## [WHAT IS EXPECTED]
Copy out all the items below, changing every "green field" to "grassy meadow" and leaving everything else as it is. Leave the pictures out.

## [GIVEN ENTRIES]
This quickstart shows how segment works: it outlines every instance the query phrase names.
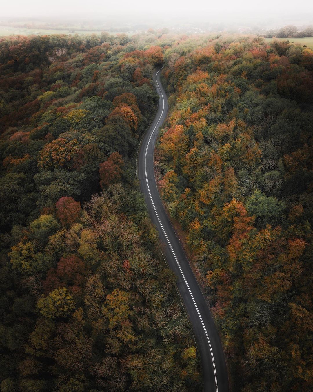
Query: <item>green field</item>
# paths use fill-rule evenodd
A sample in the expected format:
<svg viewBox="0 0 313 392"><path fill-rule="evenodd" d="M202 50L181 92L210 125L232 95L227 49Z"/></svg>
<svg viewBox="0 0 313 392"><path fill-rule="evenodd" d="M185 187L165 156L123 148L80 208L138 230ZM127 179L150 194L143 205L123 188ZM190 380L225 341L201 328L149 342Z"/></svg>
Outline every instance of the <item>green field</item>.
<svg viewBox="0 0 313 392"><path fill-rule="evenodd" d="M275 40L286 41L288 40L290 43L306 45L308 47L313 49L313 37L306 37L304 38L266 38L265 40L267 42L272 42Z"/></svg>
<svg viewBox="0 0 313 392"><path fill-rule="evenodd" d="M129 35L131 35L132 34L130 34L126 32L119 31L119 33L126 32L126 34ZM100 30L75 30L73 33L72 31L70 32L68 30L60 30L48 29L20 29L16 27L11 27L9 26L4 26L0 25L0 36L11 35L11 34L16 35L20 34L21 35L31 35L33 34L36 35L41 34L42 35L48 34L78 34L79 35L83 34L90 34L95 33L96 34L100 34L101 33ZM116 32L110 33L112 34L116 34Z"/></svg>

## [WORKED ANSWER]
This quickstart shows how segment works: it outlines every instance the query phrase names.
Query: <item>grassy meadow</item>
# paths use fill-rule evenodd
A sample in the expected format:
<svg viewBox="0 0 313 392"><path fill-rule="evenodd" d="M202 50L181 92L210 125L232 95L227 49Z"/></svg>
<svg viewBox="0 0 313 392"><path fill-rule="evenodd" d="M185 187L165 156L123 148L80 208L138 230ZM127 179L150 194L143 205L123 188ZM190 380L225 341L201 328L149 342Z"/></svg>
Outline every instance of the <item>grassy meadow</item>.
<svg viewBox="0 0 313 392"><path fill-rule="evenodd" d="M275 40L286 41L288 40L290 43L306 45L308 47L313 49L313 37L306 37L304 38L266 38L265 40L267 42L272 42Z"/></svg>
<svg viewBox="0 0 313 392"><path fill-rule="evenodd" d="M129 35L131 35L132 34L130 34L126 32L119 31L119 33L126 32L126 34ZM100 30L75 30L73 33L72 31L70 32L68 30L60 30L48 29L20 29L16 27L11 27L9 26L4 26L0 25L0 36L11 35L11 34L16 35L20 34L21 35L31 35L33 34L36 35L41 34L42 35L48 34L78 34L79 35L83 34L90 34L95 33L96 34L100 34L101 33ZM116 32L110 33L112 34L116 34Z"/></svg>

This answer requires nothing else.